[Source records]
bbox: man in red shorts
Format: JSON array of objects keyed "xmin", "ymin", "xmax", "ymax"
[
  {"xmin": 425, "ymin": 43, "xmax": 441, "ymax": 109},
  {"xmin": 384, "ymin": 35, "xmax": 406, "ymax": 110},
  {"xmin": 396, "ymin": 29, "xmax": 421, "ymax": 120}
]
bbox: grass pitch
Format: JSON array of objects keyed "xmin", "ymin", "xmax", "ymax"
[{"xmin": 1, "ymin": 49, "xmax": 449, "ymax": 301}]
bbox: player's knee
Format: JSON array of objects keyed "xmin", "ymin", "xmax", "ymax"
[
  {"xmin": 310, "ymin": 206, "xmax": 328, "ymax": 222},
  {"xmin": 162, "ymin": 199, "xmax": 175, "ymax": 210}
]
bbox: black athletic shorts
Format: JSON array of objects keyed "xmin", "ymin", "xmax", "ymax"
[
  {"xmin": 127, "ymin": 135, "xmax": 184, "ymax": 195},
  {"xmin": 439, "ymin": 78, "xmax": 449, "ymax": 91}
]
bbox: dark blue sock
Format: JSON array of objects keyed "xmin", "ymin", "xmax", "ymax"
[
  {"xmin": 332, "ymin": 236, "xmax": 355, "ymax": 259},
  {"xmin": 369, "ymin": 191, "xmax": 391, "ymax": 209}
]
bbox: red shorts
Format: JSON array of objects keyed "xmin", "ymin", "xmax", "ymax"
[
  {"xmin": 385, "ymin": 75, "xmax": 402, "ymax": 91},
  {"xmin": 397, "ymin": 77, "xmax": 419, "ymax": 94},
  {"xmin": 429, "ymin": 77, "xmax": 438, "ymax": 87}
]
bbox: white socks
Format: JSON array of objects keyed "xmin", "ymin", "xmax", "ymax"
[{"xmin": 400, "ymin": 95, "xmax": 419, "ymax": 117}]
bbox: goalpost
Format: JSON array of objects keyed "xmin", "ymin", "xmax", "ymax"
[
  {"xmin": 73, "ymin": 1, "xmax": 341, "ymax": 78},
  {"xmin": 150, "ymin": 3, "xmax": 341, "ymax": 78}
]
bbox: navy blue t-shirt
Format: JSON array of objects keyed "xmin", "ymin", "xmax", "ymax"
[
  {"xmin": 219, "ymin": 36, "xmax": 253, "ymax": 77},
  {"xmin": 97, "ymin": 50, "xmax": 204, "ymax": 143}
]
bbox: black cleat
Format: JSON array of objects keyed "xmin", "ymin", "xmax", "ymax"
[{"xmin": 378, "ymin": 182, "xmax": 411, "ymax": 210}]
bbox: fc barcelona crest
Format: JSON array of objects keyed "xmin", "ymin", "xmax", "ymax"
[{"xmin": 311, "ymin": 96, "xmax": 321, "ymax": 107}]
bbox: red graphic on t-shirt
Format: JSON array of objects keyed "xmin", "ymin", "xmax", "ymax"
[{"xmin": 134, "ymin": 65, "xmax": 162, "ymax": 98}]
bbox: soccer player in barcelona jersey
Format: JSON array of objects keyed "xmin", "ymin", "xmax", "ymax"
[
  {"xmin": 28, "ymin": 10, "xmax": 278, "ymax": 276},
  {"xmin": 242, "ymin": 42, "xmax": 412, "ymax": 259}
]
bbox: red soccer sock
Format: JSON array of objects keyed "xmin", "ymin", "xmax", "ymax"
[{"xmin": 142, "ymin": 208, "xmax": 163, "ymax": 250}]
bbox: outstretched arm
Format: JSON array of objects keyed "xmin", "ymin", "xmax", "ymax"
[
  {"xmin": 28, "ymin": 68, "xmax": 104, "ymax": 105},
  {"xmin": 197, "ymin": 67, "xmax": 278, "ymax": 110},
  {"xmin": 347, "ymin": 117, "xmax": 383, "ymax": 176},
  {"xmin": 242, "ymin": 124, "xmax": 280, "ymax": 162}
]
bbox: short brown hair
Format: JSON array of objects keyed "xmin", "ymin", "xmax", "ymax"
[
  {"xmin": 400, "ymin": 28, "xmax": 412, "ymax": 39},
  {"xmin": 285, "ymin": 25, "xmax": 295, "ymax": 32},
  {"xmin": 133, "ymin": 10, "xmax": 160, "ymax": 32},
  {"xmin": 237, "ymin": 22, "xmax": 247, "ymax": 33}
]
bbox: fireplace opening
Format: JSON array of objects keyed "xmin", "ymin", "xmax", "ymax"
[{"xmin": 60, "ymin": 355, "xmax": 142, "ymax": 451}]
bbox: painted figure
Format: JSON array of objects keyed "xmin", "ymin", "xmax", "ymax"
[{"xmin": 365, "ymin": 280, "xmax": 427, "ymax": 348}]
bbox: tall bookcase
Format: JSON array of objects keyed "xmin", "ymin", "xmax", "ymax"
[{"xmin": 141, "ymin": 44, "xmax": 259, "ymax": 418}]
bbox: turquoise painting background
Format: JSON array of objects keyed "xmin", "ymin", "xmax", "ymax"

TASK GOAL:
Please give all of the entries again, exactly as written.

TASK OUTPUT:
bbox: man in red shorts
Format: JSON array of objects keyed "xmin", "ymin", "xmax", "ymax"
[
  {"xmin": 425, "ymin": 43, "xmax": 441, "ymax": 109},
  {"xmin": 384, "ymin": 35, "xmax": 406, "ymax": 110},
  {"xmin": 396, "ymin": 29, "xmax": 421, "ymax": 120}
]
bbox: grass pitch
Format: JSON array of objects keyed "xmin", "ymin", "xmax", "ymax"
[{"xmin": 1, "ymin": 49, "xmax": 449, "ymax": 301}]
bbox: player's knee
Format: JSON array of objects keyed "xmin", "ymin", "xmax", "ymax"
[
  {"xmin": 310, "ymin": 206, "xmax": 328, "ymax": 222},
  {"xmin": 162, "ymin": 199, "xmax": 175, "ymax": 210}
]
bbox: black athletic shorts
Format: JSON array of objects keyed "xmin", "ymin", "xmax", "ymax"
[
  {"xmin": 127, "ymin": 135, "xmax": 184, "ymax": 195},
  {"xmin": 439, "ymin": 78, "xmax": 449, "ymax": 91}
]
bbox: dark blue sock
Format: JSON array of objects keyed "xmin", "ymin", "xmax", "ymax"
[
  {"xmin": 332, "ymin": 236, "xmax": 355, "ymax": 259},
  {"xmin": 369, "ymin": 191, "xmax": 391, "ymax": 209}
]
bbox: red shorts
Format: JSON array of objects keyed "xmin", "ymin", "xmax", "ymax"
[
  {"xmin": 385, "ymin": 75, "xmax": 402, "ymax": 91},
  {"xmin": 397, "ymin": 77, "xmax": 419, "ymax": 94},
  {"xmin": 429, "ymin": 77, "xmax": 438, "ymax": 87}
]
bbox: white socks
Format: JSON array of objects keyed "xmin", "ymin", "xmax", "ymax"
[{"xmin": 400, "ymin": 95, "xmax": 419, "ymax": 117}]
bbox: goalpost
Format: JSON array of objects keyed "xmin", "ymin", "xmax", "ymax"
[
  {"xmin": 73, "ymin": 1, "xmax": 341, "ymax": 78},
  {"xmin": 150, "ymin": 3, "xmax": 341, "ymax": 78}
]
bbox: navy blue t-shirt
Format: JSON array of objects keyed "xmin", "ymin", "xmax", "ymax"
[
  {"xmin": 219, "ymin": 36, "xmax": 253, "ymax": 77},
  {"xmin": 97, "ymin": 50, "xmax": 204, "ymax": 143}
]
bbox: black cleat
Format: JSON array of objects keyed "xmin", "ymin", "xmax", "ymax"
[{"xmin": 378, "ymin": 182, "xmax": 411, "ymax": 210}]
bbox: fc barcelona crest
Format: JSON array of objects keyed "xmin", "ymin", "xmax", "ymax"
[{"xmin": 311, "ymin": 96, "xmax": 321, "ymax": 107}]
bbox: red graphic on t-shirt
Format: JSON array of objects keyed "xmin", "ymin", "xmax", "ymax"
[{"xmin": 134, "ymin": 65, "xmax": 162, "ymax": 98}]
bbox: soccer player in barcelona jersey
Format: JSON array of objects keyed "xmin", "ymin", "xmax", "ymax"
[
  {"xmin": 28, "ymin": 10, "xmax": 278, "ymax": 276},
  {"xmin": 242, "ymin": 42, "xmax": 412, "ymax": 259}
]
bbox: red soccer sock
Format: JSON array of objects keyed "xmin", "ymin", "xmax", "ymax"
[{"xmin": 142, "ymin": 208, "xmax": 163, "ymax": 250}]
bbox: outstretched arm
Format: JSON array of objects keyed "xmin", "ymin", "xmax", "ymax"
[
  {"xmin": 28, "ymin": 68, "xmax": 104, "ymax": 105},
  {"xmin": 197, "ymin": 67, "xmax": 278, "ymax": 110},
  {"xmin": 347, "ymin": 117, "xmax": 383, "ymax": 176},
  {"xmin": 242, "ymin": 124, "xmax": 280, "ymax": 162}
]
bbox: short brown hair
Format: JSON array of objects keyed "xmin", "ymin", "xmax", "ymax"
[
  {"xmin": 400, "ymin": 28, "xmax": 412, "ymax": 39},
  {"xmin": 285, "ymin": 25, "xmax": 295, "ymax": 32},
  {"xmin": 133, "ymin": 10, "xmax": 160, "ymax": 32},
  {"xmin": 237, "ymin": 22, "xmax": 247, "ymax": 33}
]
bbox: fireplace opening
Format: JSON array of objects keyed "xmin", "ymin", "xmax", "ymax"
[{"xmin": 60, "ymin": 355, "xmax": 142, "ymax": 451}]
bbox: painted figure
Format: JSON array of objects keyed "xmin", "ymin", "xmax", "ymax"
[{"xmin": 365, "ymin": 280, "xmax": 427, "ymax": 348}]
bbox: tall bookcase
Format: JSON array of objects keyed "xmin", "ymin", "xmax", "ymax"
[{"xmin": 141, "ymin": 44, "xmax": 259, "ymax": 418}]
bbox: turquoise painting background
Format: JSON array of objects keyed "xmin", "ymin", "xmax", "ymax"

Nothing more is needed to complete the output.